[Image-grounded pointing data]
======

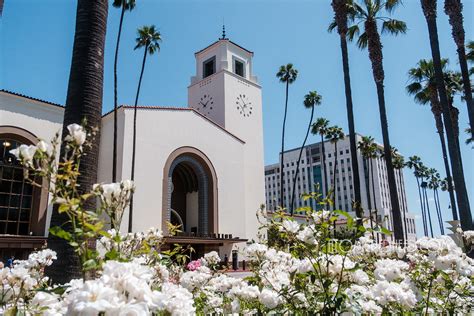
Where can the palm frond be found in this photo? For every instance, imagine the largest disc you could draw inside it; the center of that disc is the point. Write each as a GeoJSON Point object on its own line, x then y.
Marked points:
{"type": "Point", "coordinates": [332, 26]}
{"type": "Point", "coordinates": [390, 5]}
{"type": "Point", "coordinates": [414, 88]}
{"type": "Point", "coordinates": [393, 26]}
{"type": "Point", "coordinates": [363, 41]}
{"type": "Point", "coordinates": [352, 32]}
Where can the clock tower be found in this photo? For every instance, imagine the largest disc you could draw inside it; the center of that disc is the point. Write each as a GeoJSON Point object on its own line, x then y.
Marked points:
{"type": "Point", "coordinates": [225, 90]}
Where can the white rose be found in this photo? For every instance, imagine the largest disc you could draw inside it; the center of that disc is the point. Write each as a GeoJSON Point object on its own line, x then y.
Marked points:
{"type": "Point", "coordinates": [110, 191]}
{"type": "Point", "coordinates": [269, 298]}
{"type": "Point", "coordinates": [45, 147]}
{"type": "Point", "coordinates": [290, 226]}
{"type": "Point", "coordinates": [24, 152]}
{"type": "Point", "coordinates": [77, 133]}
{"type": "Point", "coordinates": [127, 184]}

======

--- Action item ---
When restating the records word for word, omit any picture they contain.

--- Task answer ---
Where can the palm frond be found in this photo? For every instance, imagine the largest disc you could draw inside it; the center of that disc is the point. Write each as a GeoJSON Point object on its own line, x then y.
Marked points:
{"type": "Point", "coordinates": [332, 26]}
{"type": "Point", "coordinates": [390, 5]}
{"type": "Point", "coordinates": [414, 88]}
{"type": "Point", "coordinates": [393, 26]}
{"type": "Point", "coordinates": [363, 41]}
{"type": "Point", "coordinates": [352, 32]}
Where can the clock tower be found in this photo? For every instance, imagine the largest disc you could draw inside it; the center of that disc is the point. Write each as a GeoJSON Point object on its own line, x then y.
Marked points:
{"type": "Point", "coordinates": [225, 90]}
Where can the white rose be found in this photo? For every instance, imagine the largest disc you could draw inside it; the center of that disc is the point. Write each as a GeoJSON Point object on its own line, x then y.
Marked points:
{"type": "Point", "coordinates": [110, 191]}
{"type": "Point", "coordinates": [269, 298]}
{"type": "Point", "coordinates": [45, 147]}
{"type": "Point", "coordinates": [290, 226]}
{"type": "Point", "coordinates": [24, 152]}
{"type": "Point", "coordinates": [77, 133]}
{"type": "Point", "coordinates": [127, 184]}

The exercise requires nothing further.